CONSIGNE = Quelle suite donneriez-vous au texte consacré à Walter Rodney, en reprenant après sa dernière phrase ?

##### EXTRAIT FOURNI

Traduction d’un article de Counterfire pour le site de Ballast
Enfant d’une famille ouvrière du Guyana — un État indépendant du Royaume-Uni depuis le milieu des années 1960, frontalier du Venezuela —, Walter Rodney n’a vécu que trente-huit ans : assassiné en 1980, il laisse derrière lui une œuvre critique de premier plan. Sa vie durant, comme historien et militant révolutionnaire, il a brandi « la bannière du socialisme » dans l’espoir d’arracher le continent africain des mains de l’impérialisme occidental et dénoncé sans relâche les trahisons des régimes issus de la décolonisation. « Ses idées sont encore plus précieuses aujourd’hui, à une époque où le capitalisme a affirmé avec force sa permanence et où les forces d’opposition organisées qui existaient autrefois […] ont été pratiquement éliminées », écrivait Angela Davis en 2019. Avant d’ajouter qu’il appartient aux générations suivantes de « développer et d’approfondir l’héritage de Walter Rodney« . Un portrait signé Sean Ledwith.

##########
##### EXTRAIT DES DONNÉES

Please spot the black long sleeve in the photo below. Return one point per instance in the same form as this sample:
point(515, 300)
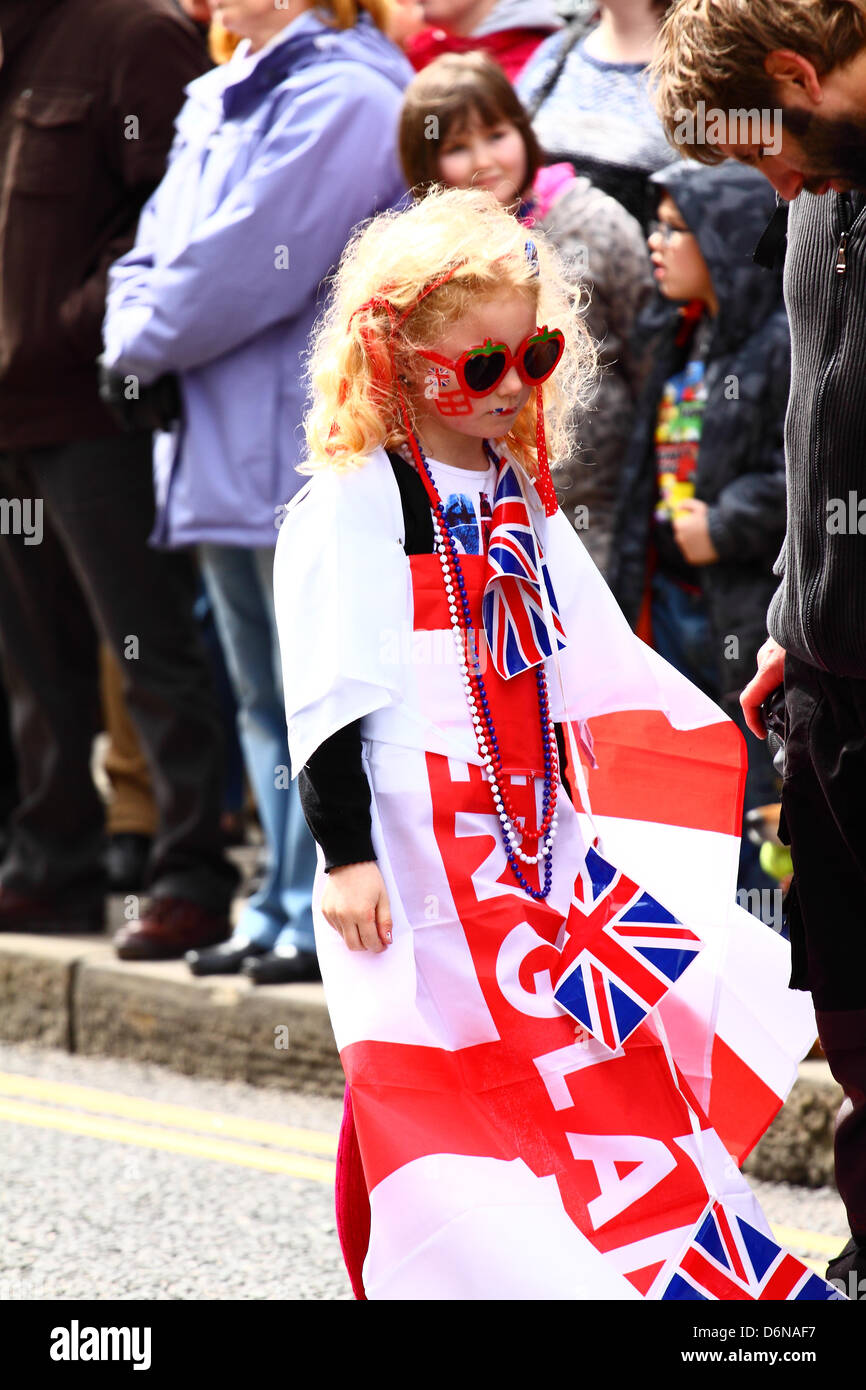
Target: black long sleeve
point(335, 798)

##########

RÉPONSE =
Il y a quarante ans, au mois de juin 1980, une bombe télécommandée explosait sur les genoux de Walter Rodney tandis qu’il se trouvait assis dans une voiture à Georgetown, au Guyana. Rodney fut tué sur le coup. Âgé de 38 ans à peine, il laissait derrière lui un impressionnant bilan d’agitateur et d’analyste de gauche. L’assassinat a très probablement été organisé par les forces de sécurité d’État, agissant au nom du Premier ministre de l’époque, Forbes Burnham. Le parti au pouvoir, le People’s National Congress (PNC), était un représentant typique des forces prétendument « de gauche » contre lesquelles Rodney a passé sa vie d’adulte à se battre, et ce au nom d’une version authentique du socialisme. Le PNC utilisait une rhétorique révolutionnaire afin de mobiliser les électeurs guyaniens durant les élections, mais le parti était, en réalité, étroitement lié à l’agenda néolibéral mondial qui commençait à se déployer au début des années 1980.
Une révolution par en bas
« Le racisme est enraciné dans les modes de production capitalistes mais ne peut être éradiqué que par la lutte en faveur d’un mode de production communiste. »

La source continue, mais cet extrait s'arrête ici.